BEGIN EXTRACTED DATA

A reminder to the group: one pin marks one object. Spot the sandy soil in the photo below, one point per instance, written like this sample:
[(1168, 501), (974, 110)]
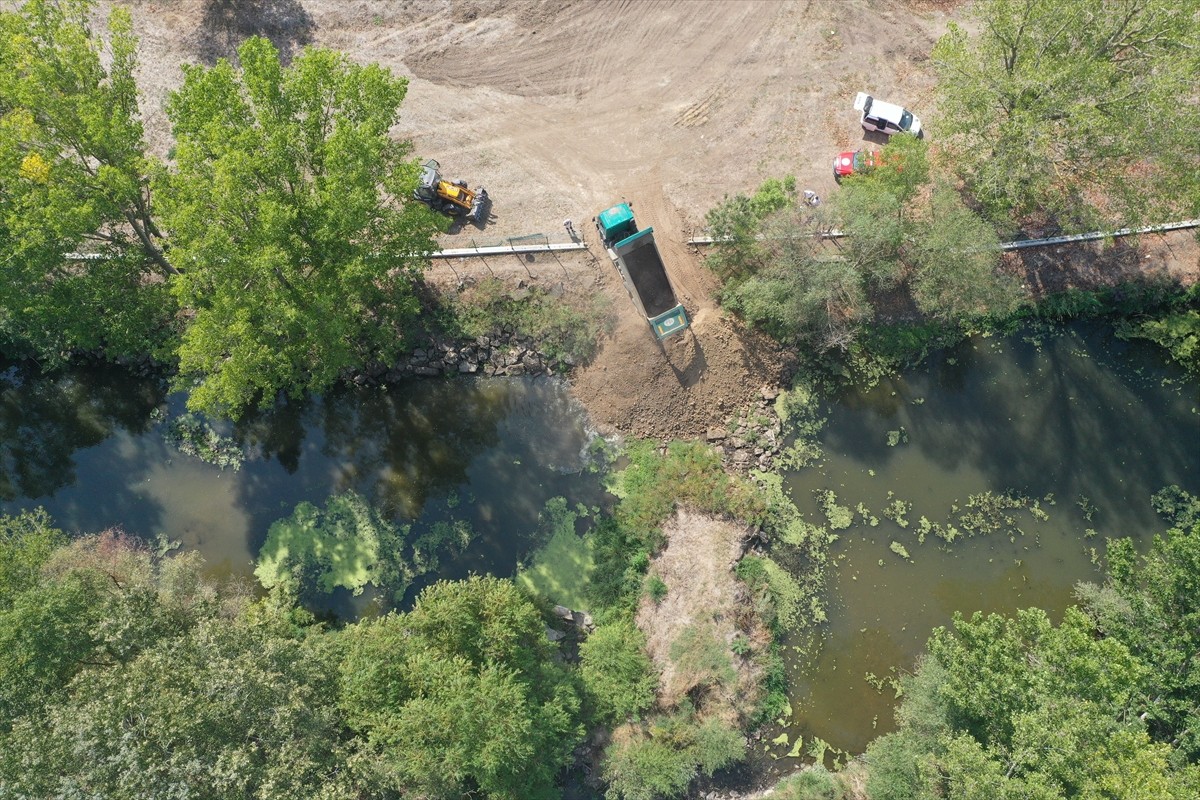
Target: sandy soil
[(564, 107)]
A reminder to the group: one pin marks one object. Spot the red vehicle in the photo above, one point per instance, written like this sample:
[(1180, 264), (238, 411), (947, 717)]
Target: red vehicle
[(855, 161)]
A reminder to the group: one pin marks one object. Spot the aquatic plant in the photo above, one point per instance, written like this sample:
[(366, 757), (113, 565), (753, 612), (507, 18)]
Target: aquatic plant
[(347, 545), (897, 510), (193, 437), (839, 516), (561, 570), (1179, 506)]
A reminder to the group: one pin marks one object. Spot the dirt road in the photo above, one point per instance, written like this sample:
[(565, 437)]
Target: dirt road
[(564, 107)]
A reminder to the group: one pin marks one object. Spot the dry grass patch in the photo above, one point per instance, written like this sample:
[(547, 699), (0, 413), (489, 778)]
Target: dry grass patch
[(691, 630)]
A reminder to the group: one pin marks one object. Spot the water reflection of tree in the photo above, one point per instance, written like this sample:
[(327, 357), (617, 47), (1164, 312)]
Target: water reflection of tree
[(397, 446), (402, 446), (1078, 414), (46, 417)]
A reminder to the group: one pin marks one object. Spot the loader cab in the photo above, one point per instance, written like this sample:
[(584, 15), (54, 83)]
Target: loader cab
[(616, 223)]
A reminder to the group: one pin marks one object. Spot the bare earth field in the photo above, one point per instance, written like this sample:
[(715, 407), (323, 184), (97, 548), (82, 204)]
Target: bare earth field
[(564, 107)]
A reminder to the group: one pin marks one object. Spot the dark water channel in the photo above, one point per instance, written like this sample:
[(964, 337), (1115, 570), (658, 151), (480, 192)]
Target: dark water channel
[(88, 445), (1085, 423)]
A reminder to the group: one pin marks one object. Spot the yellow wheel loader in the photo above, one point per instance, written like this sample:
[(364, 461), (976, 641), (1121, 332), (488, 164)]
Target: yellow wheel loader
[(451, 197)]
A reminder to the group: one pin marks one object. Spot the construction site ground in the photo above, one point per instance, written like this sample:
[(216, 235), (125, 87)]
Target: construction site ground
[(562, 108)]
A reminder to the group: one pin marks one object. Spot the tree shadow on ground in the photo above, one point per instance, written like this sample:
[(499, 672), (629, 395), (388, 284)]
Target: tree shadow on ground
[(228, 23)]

END EXTRACTED DATA

PROBLEM STATEMENT
Everything in the material above from the line that has "Target: dark water channel" through the line that has "[(216, 235), (125, 87)]" must be duplicated exactly, with no other lines given.

THE COMPLETED TASK
Target: dark water channel
[(88, 445), (1085, 423)]
A reminder to the group: one pin marks one object. Spot the yellow wheel loader in the photo above, one point per instance, written like this sample:
[(364, 461), (976, 641), (1121, 332), (488, 164)]
Target: yellow wheel loader
[(451, 197)]
A reminder to the group: one pin marks one object. Spot the construction site ground in the photo above, one point per instance, written like this sample:
[(216, 235), (125, 87)]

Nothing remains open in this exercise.